[Opening Document segment section]
Imaging spontaneous tumorigenesis: inflammation precedes development of peripheral NK tumors

Dan Rauch1, Shimon Gross2, John Harding1, Stefan Niewiesk3, Michael Lairmore3,4, David Piwnica-Worms2,5, and Lee Ratner1

1 Department of Medicine, Division of Molecular Oncology and 2 Molecular Imaging Center, Mallinckrodt Institute of Radiology, Washington University School of Medicine, St Louis, MO; 3 College of Veterinary Medicine and 4 Center for Retrovirus Research, Department of Veterinary Biosciences, The Ohio State University, Columbus; and 5 Department of Molecular Biology and Pharmacology, Washington University School of Medicine, St Louis, MO

Early events in tumor development are spontaneous, microscopic, and affected by the microenvironment. We developed a mouse model of spontaneous lymphoma in which malignant transformation is coupled with light emission that can be detected noninvasively using bioluminescent imaging. The human T-cell leukemia virus (HTLV) type 1 transcriptional transactivator Tax is an oncogene sufficient to produce lymphoma in transgenic animal models. Using the granzyme B promoter to restrict Tax expression to the mature natural killer (NK)/T-cell compartment, we have reproduced many elements of HTLV-associated adult T-cell leukemia/lymphoma. Tax activates signaling cascades associated with transformation, inflammation, and tumorigenesis. Here, we report that Tax-mediated activation of luciferase in long terminal repeat-luciferase (LTR-LUC) mice serves as a reporter for imaging these processes in vivo. Using bioluminescent imaging (BLI), we discovered that microscopic intraepithelial lesions precede the onset of peripheral subcutaneous tumors, tumorigenesis progresses through early reversible stages, and Tax is sufficient for inducing tumors. Based on these findings, we propose that Tax expression in activated lymphocytes initiates a cascade of events that leads to NK/T cell recruitment, activation, and transformation. The use of BLI expands our ability to interrogate the role of Tax in tumorigenesis in vivo and has made the association of inflammation with tumor initiation amenable for study.
[Closing Document segment section]
**Work order**
Duplicate the entire abstract on imaging spontaneous tumorigenesis, word for word. Rely only on the abstract itself.
[Opening Supplied information section]
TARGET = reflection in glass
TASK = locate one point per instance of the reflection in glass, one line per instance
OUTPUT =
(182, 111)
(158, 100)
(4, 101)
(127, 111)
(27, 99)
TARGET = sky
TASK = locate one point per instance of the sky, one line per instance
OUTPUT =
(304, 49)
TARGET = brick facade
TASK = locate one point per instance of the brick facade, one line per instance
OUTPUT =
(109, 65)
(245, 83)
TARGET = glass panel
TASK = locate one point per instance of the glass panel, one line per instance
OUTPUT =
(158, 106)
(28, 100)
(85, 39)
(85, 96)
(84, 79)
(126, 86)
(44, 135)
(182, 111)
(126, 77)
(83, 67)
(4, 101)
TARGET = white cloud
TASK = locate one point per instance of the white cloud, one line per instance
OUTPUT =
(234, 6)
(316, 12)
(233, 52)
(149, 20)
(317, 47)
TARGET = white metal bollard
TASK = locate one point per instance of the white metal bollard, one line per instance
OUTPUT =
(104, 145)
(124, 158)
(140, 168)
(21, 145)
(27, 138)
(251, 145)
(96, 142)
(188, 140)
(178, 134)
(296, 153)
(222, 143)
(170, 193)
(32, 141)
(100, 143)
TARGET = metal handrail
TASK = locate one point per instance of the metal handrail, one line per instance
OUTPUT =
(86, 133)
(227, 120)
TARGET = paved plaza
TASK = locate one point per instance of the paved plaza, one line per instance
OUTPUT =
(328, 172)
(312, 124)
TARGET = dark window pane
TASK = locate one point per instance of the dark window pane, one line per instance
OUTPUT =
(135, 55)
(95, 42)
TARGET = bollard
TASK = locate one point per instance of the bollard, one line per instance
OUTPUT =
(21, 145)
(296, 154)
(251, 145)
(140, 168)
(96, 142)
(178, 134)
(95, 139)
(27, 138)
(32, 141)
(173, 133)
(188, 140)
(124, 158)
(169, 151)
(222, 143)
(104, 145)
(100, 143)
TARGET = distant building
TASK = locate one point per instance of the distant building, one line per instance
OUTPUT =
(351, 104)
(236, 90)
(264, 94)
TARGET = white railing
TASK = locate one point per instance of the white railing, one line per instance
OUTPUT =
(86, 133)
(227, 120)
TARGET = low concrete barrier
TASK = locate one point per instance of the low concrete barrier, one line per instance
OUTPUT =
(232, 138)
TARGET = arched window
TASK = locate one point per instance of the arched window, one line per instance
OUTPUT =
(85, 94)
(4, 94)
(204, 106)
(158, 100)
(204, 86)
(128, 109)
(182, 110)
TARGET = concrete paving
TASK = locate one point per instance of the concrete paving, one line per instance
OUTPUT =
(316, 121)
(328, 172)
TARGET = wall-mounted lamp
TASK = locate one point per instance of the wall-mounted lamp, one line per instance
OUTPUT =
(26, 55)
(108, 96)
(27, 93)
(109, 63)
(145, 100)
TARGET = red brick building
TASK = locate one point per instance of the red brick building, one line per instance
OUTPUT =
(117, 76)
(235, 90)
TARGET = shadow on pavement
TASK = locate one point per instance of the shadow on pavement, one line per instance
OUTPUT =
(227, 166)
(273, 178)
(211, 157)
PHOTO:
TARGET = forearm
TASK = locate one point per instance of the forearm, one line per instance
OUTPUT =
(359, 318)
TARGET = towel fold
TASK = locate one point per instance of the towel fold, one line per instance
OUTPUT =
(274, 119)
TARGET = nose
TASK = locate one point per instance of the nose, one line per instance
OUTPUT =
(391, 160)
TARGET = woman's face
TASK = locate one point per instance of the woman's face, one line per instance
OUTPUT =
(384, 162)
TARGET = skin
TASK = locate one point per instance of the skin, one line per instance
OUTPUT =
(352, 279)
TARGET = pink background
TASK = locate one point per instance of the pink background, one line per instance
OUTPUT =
[Closing Supplied information section]
**Task output**
Imaging spontaneous tumorigenesis: inflammation precedes development of peripheral NK tumors

Dan Rauch1, Shimon Gross2, John Harding1, Stefan Niewiesk3, Michael Lairmore3,4, David Piwnica-Worms2,5, and Lee Ratner1

1 Department of Medicine, Division of Molecular Oncology and 2 Molecular Imaging Center, Mallinckrodt Institute of Radiology, Washington University School of Medicine, St Louis, MO; 3 College of Veterinary Medicine and 4 Center for Retrovirus Research, Department of Veterinary Biosciences, The Ohio State University, Columbus; and 5 Department of Molecular Biology and Pharmacology, Washington University School of Medicine, St Louis, MO

Early events in tumor development are spontaneous, microscopic, and affected by the microenvironment. We developed a mouse model of spontaneous lymphoma in which malignant transformation is coupled with light emission that can be detected noninvasively using bioluminescent imaging. The human T-cell leukemia virus (HTLV) type 1 transcriptional transactivator Tax is an oncogene sufficient to produce lymphoma in transgenic animal models. Using the granzyme B promoter to restrict Tax expression to the mature natural killer (NK)/T-cell compartment, we have reproduced many elements of HTLV-associated adult T-cell leukemia/lymphoma. Tax activates signaling cascades associated with transformation, inflammation, and tumorigenesis. Here, we report that Tax-mediated activation of luciferase in long terminal repeat-luciferase (LTR-LUC) mice serves as a reporter for imaging these processes in vivo. Using bioluminescent imaging (BLI), we discovered that microscopic intraepithelial lesions precede the onset of peripheral subcutaneous tumors, tumorigenesis progresses through early reversible stages, and Tax is sufficient for inducing tumors. Based on these findings, we propose that Tax expression in activated lymphocytes initiates a cascade of events that leads to NK/T cell recruitment, activation, and transformation. The use of BLI expands our ability to interrogate the role of Tax in tumorigenesis in vivo and has made the association of inflammation with tumor initiation amenable for study.